**Entries from a pointing dataset**
-- start --

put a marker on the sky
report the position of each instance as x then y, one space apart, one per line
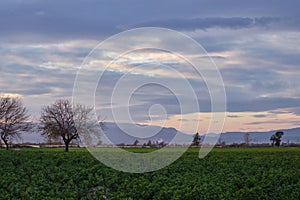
255 45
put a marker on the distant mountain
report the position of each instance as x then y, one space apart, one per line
116 135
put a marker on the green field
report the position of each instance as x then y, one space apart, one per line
233 173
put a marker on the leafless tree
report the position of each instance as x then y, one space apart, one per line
13 119
247 138
62 119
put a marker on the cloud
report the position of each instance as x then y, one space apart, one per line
193 24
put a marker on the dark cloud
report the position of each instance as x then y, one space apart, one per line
213 22
260 116
56 20
262 104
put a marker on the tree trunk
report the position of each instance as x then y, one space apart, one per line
67 146
6 144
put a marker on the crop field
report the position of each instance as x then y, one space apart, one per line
229 173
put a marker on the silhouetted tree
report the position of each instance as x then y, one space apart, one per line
13 119
247 139
196 140
276 138
60 119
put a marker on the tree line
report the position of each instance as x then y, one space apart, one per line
62 119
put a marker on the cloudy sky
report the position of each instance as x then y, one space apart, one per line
255 45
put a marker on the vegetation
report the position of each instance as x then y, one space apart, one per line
276 138
13 119
226 173
62 119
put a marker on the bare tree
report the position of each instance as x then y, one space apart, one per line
247 139
61 119
13 119
276 138
196 139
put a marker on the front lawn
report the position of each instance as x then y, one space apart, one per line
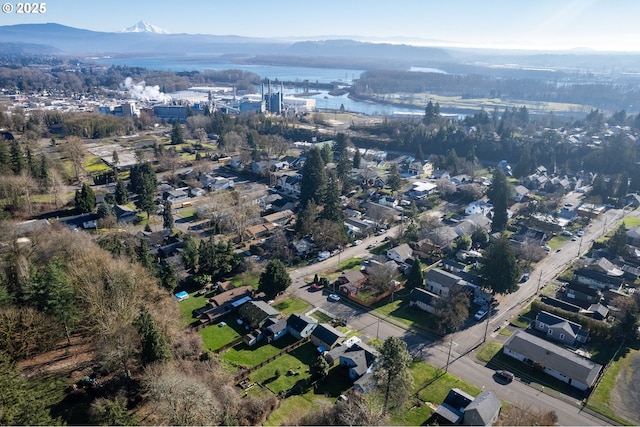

-- end --

**WORK TO DO**
Can you write out every line of the records above again, requests included, scaling each x and y coordinate in the answers by 2.4 and rounding to whole numbers, with halves rounded up? Omit the pictures.

**RESPONSE TO THIS TASK**
put a marker on the sky
report the position of each instance as x then y, one space apart, one per line
612 108
put a marker on the distant mountain
report the position of each instance as x then y, one space apart, one per line
278 324
put a marker on the green field
report the position of each instance as x then y, one space apart, one per line
559 415
put a marker on the leafless tree
report the position of each instance as x then y, one space apart, one per line
31 286
593 331
149 286
put a marker on the cloud
report the position of each instance as x then y, one space apart, one per line
463 58
put a marker on the dark cloud
report the position of each instance as x then y, one space apart, one per line
511 53
624 278
134 48
629 250
put a marker on the tree trunk
report the position of each instance as x then y, one space apart, one per line
161 350
14 346
put a marker on the crop field
report the position of each instance as x then y, one space apart, one per line
550 415
put a marker on the silhouetted tree
report the position of each instance as x then y, one space apart, one per line
31 286
593 334
470 336
662 331
144 286
put a marker on the tree line
report the position of each instance as x then y, one space apart, one per line
149 286
put a marker on the cloudy sky
report the position of each instance as x then y, one space apart, one per line
612 108
put a marker on the vegetation
report the position of each instance as x then y, one space apart, one per line
662 331
31 286
542 415
149 286
put a marker on the bare tree
report the position of each instance as x then y, one space apart, one per line
593 334
146 286
31 286
662 331
470 334
put a marker on the front lawn
report the position of each instance as x then y, one space apart, one per line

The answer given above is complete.